- Required work:
1/ Render this sentence from the orangutan care passage into Spanish: "Behavioral husbandry techniques encourage orangutans to participate in their own care while providing them with a more stimulating and engaging environment."
2/ Continue the orangutan care passage from its final sentence.

- Source passage:
Segment Open
Asril is also better prepared to provide his charges with opportunities to exercise the behaviors they would normally exhibit in the wild—promoting their health by keeping them active and engaged with their environment. And he has new tools to help him teach the basic skills of climbing and finding food that are essential to survival in the wild.

While Asril’s training at Brookfield Zoo cannot put more hours in the day, it is letting him make better use of the time he has – so he can provide more and higher-quality care to the orangutans he protects. And with a species in danger of extinction, every bit of care helps.

Behavioral husbandry techniques encourage orangutans to participate in their own care while providing them with a more stimulating and engaging environment.
The gathered experts issued a range of recommendations to be implemented in the coming months and years. CZS wasted no time carrying out one important action step: providing caretakers from Indonesian and Malaysian orangutan sanctuaries with expert training in orangutan husbandry at North American zoos.

While the workshop was still in its planning stages, CZS issued an extended invitation to Asril, asking him to stay after the workshop in order to work with TropicWorld/Asia Lead Keeper, Carol Sodaro and other orangutan keepers at the zoo.

Asril is an expert in providing urgent hands-on care to orangutans in crisis. At the workshop, he shared his experiences directing a quarantine facility that now sadly shelters numerous wild animals every year. For many of the orangutans he works with, rehabilitation is a lengthy process, requiring months if not years of care. So Asril came to Brookfield Zoo with a particular interest in behavioral husbandry techniques employed by Sodaro and other CZS keepers to enhance the long-term care of orangutans.
Segment Closed
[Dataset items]
Segment Open
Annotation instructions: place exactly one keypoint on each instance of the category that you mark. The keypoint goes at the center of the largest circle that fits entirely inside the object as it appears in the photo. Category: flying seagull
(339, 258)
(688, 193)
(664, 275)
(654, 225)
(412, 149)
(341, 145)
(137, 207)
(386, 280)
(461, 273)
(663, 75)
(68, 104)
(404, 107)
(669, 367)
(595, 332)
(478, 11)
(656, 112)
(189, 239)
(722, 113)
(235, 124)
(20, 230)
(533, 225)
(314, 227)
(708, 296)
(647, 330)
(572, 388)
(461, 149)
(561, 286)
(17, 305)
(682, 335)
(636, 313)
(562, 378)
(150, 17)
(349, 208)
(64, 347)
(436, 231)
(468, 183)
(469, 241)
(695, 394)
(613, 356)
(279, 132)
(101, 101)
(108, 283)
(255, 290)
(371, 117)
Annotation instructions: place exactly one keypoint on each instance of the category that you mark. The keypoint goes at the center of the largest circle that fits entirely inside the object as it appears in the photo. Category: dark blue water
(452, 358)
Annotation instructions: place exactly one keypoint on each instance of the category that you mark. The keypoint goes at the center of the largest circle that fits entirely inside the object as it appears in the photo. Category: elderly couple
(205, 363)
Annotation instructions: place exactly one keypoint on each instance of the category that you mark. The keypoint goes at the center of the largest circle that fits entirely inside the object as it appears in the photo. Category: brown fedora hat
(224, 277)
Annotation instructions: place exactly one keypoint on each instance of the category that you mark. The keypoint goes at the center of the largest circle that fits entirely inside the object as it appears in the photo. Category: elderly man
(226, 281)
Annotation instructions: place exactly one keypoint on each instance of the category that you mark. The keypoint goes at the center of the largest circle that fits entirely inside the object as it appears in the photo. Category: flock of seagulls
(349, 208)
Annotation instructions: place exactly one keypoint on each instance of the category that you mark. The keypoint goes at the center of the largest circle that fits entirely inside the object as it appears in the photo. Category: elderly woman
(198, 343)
Segment Closed
- Responses by task:
1/ Las técnicas de manejo conductual animan a los orangutanes a participar en su propio cuidado, al tiempo que les proporcionan un entorno más estimulante y atractivo.

2/
These techniques include conditioning programs that encourage orangutans to participate in their own care while providing them with a more stimulating and engaging environment. Behavioral husbandry techniques can potentially enhance the quality of care provided not only by Asril, but by other orangutan sanctuary workers in Indonesia and Malaysia.

The zoo environment is an ideal training environment because it allows sanctuary workers to watch keepers in action. “Many times the keepers from America want to go help wild orangutans in Indonesia or Malaysia,” said Sodaro. “However, due to the language barrier and other logistics, it’s much more productive if sanctuary workers come to work here.”

Sodaro and the staff of Tropic World have a lot of knowledge to share. When it comes to orangutan husbandry, they literally wrote the book. They recently reworked the husbandry manual used in all AZA orangutan facilities. With so much knowledge available, Asril had to focus his training.

In the two weeks that he worked closely with Tropic World Staff and the zoo’s eight orangutans, Asril concentrated on learning techniques that would improve the level of care he provides to long-term occupants of his quarantine facility, allowing him to provide medical care more easily, for example, or to create opportunities for orangutans to engage in behaviors they exhibit in the wild.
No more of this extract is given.